# Been a while but here's my update...



## hyper-Suze (Jan 2, 2013)

Hi all, 
I've not been on for absolutely yonks!! Sorry, I haven't forgotten about you all and I have been reading occasionally and gone to reply and then by the time I was read to post, the darn laptop crashed! Grr!!

Anyway, I hope that all you pregnant ladies are doing well and those who were due to give birth, have done so and proud of your bundles!!!

I've been booked in for my induction on 14th Jan (week Monday!) although my due date is 25th, I'm secretly glad I don't have to carry to the full 40wk or even over!

They are still planning a normal birth which is bizarre as I'd prepared mentally for a c sect, now I've had to revert back to preparing for the pain!!! I've done my breathing classes and I've learnt how to do 'colostrum harvesting' ....is anyone else doing this in prep for the babys hypos?

Baby weighs 7lb 2oz at the moment, quite pleased with this weight, I believe its all because of the pump and having great control throughout, I am on double insulin I was on and changing my reservoir almost daily! Its very strange and running out of places to attach the cannula...any suggestions for alternative sites??

How long does the induction generally take to bring on the labour stage? I'm booked in for 8am but not sure whether to insist my o/h goes to work for that day as I'm guessing first they'll want to do obs and get me on the baby monitor and then wait around for the cervix to be pulled and pessary in. I dont want him to waste a day unnecessarily waiting around for labour to commence and then for it not to happen until the 15th!!!

How are all you pregnant ladies doing who were around the same stage as me? Anyone else got their induction dates planned?


----------



## Northerner (Jan 2, 2013)

Hi Suze, as you might guess I can't answer any of your questions, but just wanted to say how lovely it is to hear from you and hear that everything is going well! Nearly there! Hope all goes smoothly for you my dear!


----------



## hyper-Suze (Jan 2, 2013)

Thanks Alan, it hasn't been an easy ride with my hyperemesis (at least I've not had all the papparattzi and media intruding my life like Kate Middleton has!) and also I've had my eyes bleeding but on the up side I've had excellent control and HBA's!!! The next week and few days can't pass by quick enough, I am struggling mentally with having a physical barrier stopping me from doing many things.

● **Dataset items**
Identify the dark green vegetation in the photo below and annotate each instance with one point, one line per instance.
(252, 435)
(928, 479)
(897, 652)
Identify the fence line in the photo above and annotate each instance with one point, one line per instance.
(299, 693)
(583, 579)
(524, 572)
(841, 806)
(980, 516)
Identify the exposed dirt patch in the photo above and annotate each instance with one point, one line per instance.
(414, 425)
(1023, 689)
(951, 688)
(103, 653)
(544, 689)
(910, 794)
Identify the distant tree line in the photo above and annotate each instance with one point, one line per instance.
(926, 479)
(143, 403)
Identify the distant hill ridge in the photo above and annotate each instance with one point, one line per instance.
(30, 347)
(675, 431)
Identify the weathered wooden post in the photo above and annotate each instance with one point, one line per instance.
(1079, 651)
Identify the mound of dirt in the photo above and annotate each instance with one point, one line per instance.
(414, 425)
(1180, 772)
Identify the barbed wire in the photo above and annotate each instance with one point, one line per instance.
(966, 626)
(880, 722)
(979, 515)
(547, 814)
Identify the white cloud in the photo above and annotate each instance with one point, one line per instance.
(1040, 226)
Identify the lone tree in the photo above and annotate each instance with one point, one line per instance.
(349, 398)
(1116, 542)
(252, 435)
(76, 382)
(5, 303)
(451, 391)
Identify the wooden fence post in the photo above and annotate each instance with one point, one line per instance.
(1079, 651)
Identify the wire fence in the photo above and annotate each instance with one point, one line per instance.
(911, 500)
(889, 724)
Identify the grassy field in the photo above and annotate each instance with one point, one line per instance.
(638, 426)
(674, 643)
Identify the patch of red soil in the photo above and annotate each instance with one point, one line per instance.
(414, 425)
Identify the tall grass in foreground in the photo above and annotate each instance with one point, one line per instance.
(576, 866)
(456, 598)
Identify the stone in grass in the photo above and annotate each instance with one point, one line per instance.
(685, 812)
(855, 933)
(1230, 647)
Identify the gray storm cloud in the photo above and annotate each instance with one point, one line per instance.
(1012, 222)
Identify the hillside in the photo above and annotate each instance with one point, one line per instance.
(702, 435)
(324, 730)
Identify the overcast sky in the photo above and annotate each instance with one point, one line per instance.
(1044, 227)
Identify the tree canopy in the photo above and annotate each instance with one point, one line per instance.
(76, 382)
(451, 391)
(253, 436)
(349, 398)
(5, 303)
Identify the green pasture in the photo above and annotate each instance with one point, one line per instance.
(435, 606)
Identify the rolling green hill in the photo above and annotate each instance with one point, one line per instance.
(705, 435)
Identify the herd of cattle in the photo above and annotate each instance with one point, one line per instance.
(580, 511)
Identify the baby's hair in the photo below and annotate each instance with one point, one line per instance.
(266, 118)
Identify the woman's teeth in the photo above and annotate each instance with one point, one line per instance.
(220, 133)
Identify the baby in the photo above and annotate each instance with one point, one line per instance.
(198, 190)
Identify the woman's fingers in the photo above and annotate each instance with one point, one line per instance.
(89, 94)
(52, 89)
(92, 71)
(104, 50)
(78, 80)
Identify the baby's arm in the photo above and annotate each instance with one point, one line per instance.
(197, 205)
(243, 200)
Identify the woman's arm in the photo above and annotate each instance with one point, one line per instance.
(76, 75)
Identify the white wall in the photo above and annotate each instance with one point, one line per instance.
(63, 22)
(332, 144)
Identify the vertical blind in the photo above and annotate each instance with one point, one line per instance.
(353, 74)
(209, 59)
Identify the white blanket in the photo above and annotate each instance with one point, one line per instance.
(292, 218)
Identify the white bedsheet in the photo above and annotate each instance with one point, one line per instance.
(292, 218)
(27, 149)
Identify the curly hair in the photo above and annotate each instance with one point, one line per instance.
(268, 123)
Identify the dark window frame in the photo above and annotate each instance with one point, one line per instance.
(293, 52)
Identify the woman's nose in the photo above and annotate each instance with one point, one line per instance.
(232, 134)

● **Your goal**
Decide whether each statement agrees with the forum thread on induction, and support each yes or no with the deciding words from the thread, quoted exactly.
1. The induction is scheduled for a date before the due date.
2. The plan is now a caesarean section rather than a normal birth.
3. The baby currently weighs 8 pounds.
These records play no part in what comes next.

● **Answer to this exercise**
1. Yes: "I've been booked in for my induction on 14th Jan (week Monday!) although my due date is 25th"
2. No: "They are still planning a normal birth"
3. No: "Baby weighs 7lb 2oz at the moment"